What the exercise asks — Reproduce every entry below word for word, with no changes.
:: Input
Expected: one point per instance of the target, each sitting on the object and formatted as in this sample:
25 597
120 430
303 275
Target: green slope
::::
The result —
Expected: one point per instance of the target, each sitting on the object and formatted as in this sample:
25 597
120 430
303 275
Target: green slope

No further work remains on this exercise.